[begin Passage to read]

# soldering in gloves?



## mssp (Dec 15, 2009)

When I run copper pipe I like to wear jersey gloves, not only to keep hands clean but also to wipe my joints with. Is it me or is it just getting harder to find gloves that are not 50% polyester.


----------



## ILPlumber (Jun 17, 2008)

Try and make joints you dont have to touch..... I prefer a neat bead myself.

Nobody cares that this was sent from my droid using. Plumbing Zone


----------



## Optimus Primer (May 20, 2009)

back when it was cold a couple months ago, I was soldering with gloves on. A piece of wet solder fell and landed on the underside of my wrist and the glove trapped it. I still have the scar. That's why I hate wearing gloves period


----------



## user2090 (Sep 26, 2009)

I try to wear latex gloves to keep my hands from getting that ground in dirt that lasts for days. 

I know someone who wears jerseys, he wipes the joint after-wards, and it seems to work for him.

In "The Plumbers Handbook" it mentions the method of leaving a "Fillet" around the joint, or as Matt says, a bead.


----------



## sikxsevn (Jun 23, 2009)

I almost always wear gloves when soldering, and as for dripping stuff in between your skin and the glove, that wouldn't happen if you stay out from under the joint your trying to solder


----------



## 422 plumber (Jul 31, 2008)

I wear leather gloves for soldering.


----------



## Plumberman (Jul 7, 2008)

Blue jersey gloves for me, not the brown ones. They melt when heat hits them and are terrible for wiping joints.

[end Passage to read]
[begin Recorded data]

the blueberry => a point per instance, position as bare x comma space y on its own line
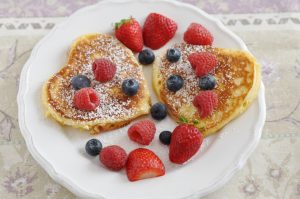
174, 83
80, 81
93, 147
146, 57
207, 82
173, 55
165, 137
158, 111
130, 87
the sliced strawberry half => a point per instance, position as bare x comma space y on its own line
142, 164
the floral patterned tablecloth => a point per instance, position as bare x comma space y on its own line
273, 170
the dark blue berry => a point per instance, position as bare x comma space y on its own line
207, 82
174, 83
80, 81
158, 111
93, 147
173, 55
130, 87
146, 57
165, 137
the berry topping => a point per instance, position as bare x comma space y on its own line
173, 55
130, 87
142, 132
129, 32
159, 111
146, 57
165, 137
104, 70
80, 81
202, 62
93, 147
113, 157
186, 141
174, 83
206, 102
143, 163
196, 34
86, 99
207, 82
158, 30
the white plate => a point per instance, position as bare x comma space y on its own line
60, 150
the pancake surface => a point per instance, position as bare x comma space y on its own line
238, 80
115, 109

[end Recorded data]

Your goal
Reproduce the stretch of the soldering-in-gloves thread from "back when it" through "says, a bead.", substituting "nitrile" for "latex". These items have no connection to the soldering-in-gloves thread.

Result for this task
back when it was cold a couple months ago, I was soldering with gloves on. A piece of wet solder fell and landed on the underside of my wrist and the glove trapped it. I still have the scar. That's why I hate wearing gloves period


----------



## user2090 (Sep 26, 2009)

I try to wear nitrile gloves to keep my hands from getting that ground in dirt that lasts for days. 

I know someone who wears jerseys, he wipes the joint after-wards, and it seems to work for him.

In "The Plumbers Handbook" it mentions the method of leaving a "Fillet" around the joint, or as Matt says, a bead.